### What is required
Give again, word for word, every line below from the one that has "x=552, y=66" through the one that has "x=570, y=147", both included, and no others.
── Listed entries ──
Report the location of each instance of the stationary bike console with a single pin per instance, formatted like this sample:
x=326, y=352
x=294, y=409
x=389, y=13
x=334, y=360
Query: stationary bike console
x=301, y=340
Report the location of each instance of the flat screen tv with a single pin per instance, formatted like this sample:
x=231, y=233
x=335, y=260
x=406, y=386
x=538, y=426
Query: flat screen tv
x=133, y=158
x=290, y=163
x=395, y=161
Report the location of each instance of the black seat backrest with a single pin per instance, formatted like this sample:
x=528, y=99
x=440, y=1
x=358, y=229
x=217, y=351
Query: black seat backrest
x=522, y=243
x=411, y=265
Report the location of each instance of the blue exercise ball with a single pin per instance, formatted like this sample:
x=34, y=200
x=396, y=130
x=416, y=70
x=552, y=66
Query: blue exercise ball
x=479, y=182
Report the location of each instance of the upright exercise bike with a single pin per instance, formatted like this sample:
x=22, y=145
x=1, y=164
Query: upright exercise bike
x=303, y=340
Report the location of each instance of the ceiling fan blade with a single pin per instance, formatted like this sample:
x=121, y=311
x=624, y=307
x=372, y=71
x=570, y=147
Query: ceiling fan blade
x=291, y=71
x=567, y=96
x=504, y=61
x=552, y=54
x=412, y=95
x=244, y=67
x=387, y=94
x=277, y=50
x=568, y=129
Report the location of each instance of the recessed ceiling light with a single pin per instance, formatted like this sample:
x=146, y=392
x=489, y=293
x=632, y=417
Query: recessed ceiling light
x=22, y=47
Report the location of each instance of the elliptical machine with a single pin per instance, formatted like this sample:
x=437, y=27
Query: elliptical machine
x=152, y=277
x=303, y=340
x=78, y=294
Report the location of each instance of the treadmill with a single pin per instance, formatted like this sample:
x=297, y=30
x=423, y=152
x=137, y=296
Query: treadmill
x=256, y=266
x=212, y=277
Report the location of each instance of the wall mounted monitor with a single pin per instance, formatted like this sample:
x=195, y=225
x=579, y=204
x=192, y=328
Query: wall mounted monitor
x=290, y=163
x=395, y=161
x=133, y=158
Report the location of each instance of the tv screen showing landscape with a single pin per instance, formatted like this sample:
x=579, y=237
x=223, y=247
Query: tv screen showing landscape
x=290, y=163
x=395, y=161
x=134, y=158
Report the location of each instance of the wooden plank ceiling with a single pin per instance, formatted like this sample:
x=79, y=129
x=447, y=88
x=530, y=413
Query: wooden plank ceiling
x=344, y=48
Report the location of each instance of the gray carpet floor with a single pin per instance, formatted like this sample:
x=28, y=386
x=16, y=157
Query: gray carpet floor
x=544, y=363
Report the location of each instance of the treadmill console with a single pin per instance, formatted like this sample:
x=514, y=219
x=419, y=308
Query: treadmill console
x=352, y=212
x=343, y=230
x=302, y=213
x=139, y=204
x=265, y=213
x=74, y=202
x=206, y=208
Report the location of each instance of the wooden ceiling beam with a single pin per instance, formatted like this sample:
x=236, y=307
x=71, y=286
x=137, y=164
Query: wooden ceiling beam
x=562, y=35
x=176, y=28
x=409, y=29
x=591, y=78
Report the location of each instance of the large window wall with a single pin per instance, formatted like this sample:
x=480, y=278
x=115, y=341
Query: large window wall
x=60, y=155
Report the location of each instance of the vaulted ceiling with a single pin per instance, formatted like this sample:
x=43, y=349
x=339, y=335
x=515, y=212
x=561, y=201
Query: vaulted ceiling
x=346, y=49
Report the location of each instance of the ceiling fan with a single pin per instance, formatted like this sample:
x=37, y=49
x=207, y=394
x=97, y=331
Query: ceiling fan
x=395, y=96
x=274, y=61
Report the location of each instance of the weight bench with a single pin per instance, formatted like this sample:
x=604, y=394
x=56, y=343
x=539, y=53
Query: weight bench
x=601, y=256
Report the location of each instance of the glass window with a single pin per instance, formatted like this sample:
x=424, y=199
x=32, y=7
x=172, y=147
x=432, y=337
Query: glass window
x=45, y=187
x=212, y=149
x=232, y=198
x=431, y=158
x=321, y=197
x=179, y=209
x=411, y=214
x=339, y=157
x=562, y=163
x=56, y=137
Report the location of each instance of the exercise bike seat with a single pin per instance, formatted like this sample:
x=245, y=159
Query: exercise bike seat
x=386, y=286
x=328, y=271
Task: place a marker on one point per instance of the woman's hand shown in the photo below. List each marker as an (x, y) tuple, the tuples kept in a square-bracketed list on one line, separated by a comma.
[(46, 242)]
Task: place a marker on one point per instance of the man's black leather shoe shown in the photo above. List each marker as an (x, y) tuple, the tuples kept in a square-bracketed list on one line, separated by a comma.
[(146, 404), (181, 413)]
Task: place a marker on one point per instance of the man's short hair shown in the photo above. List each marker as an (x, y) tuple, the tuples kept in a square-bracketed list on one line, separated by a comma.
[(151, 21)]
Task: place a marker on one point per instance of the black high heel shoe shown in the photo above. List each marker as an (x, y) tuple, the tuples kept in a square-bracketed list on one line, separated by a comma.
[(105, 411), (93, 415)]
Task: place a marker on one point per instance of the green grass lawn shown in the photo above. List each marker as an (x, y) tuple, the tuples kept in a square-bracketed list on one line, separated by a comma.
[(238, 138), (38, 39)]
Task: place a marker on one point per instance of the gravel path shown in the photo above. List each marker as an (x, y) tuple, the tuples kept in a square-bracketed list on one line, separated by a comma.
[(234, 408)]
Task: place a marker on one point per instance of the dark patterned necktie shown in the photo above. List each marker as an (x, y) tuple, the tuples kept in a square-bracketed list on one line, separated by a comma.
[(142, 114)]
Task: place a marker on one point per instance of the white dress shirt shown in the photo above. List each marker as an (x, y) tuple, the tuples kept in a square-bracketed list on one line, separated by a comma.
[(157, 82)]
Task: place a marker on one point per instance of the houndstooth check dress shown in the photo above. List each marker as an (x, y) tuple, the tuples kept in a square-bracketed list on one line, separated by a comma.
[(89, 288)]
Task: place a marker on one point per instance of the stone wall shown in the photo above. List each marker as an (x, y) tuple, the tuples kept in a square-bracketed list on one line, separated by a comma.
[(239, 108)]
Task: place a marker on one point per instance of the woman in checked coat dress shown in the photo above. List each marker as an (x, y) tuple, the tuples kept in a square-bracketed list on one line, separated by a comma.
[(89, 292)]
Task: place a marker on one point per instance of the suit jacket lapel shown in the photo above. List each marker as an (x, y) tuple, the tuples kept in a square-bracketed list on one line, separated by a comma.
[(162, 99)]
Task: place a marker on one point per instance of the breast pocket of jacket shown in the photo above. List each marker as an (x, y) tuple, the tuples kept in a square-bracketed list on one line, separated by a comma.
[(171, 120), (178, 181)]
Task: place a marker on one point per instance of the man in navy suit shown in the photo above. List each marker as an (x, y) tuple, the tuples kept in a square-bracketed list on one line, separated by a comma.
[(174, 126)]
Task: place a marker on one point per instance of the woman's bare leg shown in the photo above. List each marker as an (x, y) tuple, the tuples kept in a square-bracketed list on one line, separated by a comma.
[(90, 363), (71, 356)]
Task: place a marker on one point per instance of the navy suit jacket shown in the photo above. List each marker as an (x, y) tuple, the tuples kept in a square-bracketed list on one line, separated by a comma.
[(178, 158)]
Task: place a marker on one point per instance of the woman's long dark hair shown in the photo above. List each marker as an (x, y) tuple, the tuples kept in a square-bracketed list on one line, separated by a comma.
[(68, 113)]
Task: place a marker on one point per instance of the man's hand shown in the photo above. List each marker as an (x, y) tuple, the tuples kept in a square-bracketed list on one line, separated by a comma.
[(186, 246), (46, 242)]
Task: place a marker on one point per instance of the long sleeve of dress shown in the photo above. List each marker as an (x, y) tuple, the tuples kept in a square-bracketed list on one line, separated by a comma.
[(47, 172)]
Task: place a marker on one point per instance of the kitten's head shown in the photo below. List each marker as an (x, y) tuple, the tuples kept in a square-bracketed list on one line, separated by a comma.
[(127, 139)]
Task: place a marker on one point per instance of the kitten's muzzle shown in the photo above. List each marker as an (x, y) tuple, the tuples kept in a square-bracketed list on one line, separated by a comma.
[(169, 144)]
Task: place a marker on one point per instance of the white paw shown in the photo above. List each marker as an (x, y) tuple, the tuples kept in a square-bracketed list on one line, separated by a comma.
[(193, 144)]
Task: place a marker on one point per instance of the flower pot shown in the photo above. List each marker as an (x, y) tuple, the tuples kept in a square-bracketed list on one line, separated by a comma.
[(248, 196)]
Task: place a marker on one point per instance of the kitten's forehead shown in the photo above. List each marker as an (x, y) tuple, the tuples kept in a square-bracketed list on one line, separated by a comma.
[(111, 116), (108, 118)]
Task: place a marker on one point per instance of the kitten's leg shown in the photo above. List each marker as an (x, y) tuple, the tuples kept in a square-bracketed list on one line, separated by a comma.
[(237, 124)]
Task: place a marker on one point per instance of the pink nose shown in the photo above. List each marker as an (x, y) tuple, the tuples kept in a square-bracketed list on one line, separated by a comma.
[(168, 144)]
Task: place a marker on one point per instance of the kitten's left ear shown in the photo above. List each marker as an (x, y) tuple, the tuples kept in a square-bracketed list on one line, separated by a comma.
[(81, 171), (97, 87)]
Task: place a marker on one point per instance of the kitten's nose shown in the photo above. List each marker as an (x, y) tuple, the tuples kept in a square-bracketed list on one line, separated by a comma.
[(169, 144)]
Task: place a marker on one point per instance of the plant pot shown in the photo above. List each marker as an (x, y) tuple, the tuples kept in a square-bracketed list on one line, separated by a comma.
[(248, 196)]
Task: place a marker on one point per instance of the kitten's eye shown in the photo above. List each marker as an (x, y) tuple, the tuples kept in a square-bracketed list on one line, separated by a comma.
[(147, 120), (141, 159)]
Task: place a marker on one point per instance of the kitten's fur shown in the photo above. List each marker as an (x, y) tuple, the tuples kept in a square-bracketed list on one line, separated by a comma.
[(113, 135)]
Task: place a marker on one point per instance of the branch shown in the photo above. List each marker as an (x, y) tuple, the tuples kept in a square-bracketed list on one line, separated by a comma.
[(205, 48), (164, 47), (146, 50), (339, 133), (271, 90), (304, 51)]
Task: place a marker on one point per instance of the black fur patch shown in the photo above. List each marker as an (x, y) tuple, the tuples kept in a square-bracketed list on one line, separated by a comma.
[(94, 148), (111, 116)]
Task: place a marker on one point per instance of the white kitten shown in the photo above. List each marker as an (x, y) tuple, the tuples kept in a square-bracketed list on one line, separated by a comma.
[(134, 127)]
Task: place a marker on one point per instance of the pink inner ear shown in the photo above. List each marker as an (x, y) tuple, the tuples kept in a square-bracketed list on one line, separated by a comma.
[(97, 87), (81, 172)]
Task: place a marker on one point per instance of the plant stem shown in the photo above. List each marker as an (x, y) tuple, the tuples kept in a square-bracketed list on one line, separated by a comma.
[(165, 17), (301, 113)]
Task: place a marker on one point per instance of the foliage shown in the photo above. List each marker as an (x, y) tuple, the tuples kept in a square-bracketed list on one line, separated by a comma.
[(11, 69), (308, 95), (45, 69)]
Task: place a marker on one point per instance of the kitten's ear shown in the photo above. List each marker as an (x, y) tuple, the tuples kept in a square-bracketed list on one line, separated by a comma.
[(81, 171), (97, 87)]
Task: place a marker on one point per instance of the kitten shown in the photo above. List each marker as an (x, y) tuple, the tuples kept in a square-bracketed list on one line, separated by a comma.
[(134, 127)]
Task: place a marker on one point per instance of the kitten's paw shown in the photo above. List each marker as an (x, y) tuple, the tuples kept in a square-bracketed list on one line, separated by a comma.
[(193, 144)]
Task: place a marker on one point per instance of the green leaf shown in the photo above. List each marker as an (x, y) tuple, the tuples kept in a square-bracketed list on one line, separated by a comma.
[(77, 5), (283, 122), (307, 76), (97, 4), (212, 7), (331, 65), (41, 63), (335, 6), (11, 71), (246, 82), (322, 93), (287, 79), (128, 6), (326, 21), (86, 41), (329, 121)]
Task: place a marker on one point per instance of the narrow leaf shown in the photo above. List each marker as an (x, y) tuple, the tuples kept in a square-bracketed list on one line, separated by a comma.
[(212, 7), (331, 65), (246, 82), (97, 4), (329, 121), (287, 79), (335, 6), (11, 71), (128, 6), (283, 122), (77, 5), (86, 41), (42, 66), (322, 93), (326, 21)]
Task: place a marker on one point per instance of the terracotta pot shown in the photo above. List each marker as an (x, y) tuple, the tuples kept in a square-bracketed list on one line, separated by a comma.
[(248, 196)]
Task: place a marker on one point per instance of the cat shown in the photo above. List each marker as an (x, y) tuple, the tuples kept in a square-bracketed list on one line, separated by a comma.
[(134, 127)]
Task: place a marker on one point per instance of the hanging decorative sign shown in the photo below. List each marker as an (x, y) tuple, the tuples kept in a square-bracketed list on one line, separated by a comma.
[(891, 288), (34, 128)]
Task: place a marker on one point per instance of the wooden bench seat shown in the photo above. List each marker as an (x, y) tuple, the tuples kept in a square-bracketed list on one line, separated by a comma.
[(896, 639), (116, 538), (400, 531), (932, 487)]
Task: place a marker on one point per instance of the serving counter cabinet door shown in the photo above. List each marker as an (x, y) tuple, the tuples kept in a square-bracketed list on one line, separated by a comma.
───
### Exercise response
x=552, y=66
Query: blue exercise ball
x=479, y=182
Report the location of each instance of the upright exercise bike with a single pin per instance, formatted like this sample:
x=22, y=145
x=1, y=164
Query: upright exercise bike
x=303, y=340
Report the location of each instance of the ceiling fan blade with a single pin per instance, formatted like this sample:
x=121, y=311
x=624, y=307
x=372, y=71
x=570, y=147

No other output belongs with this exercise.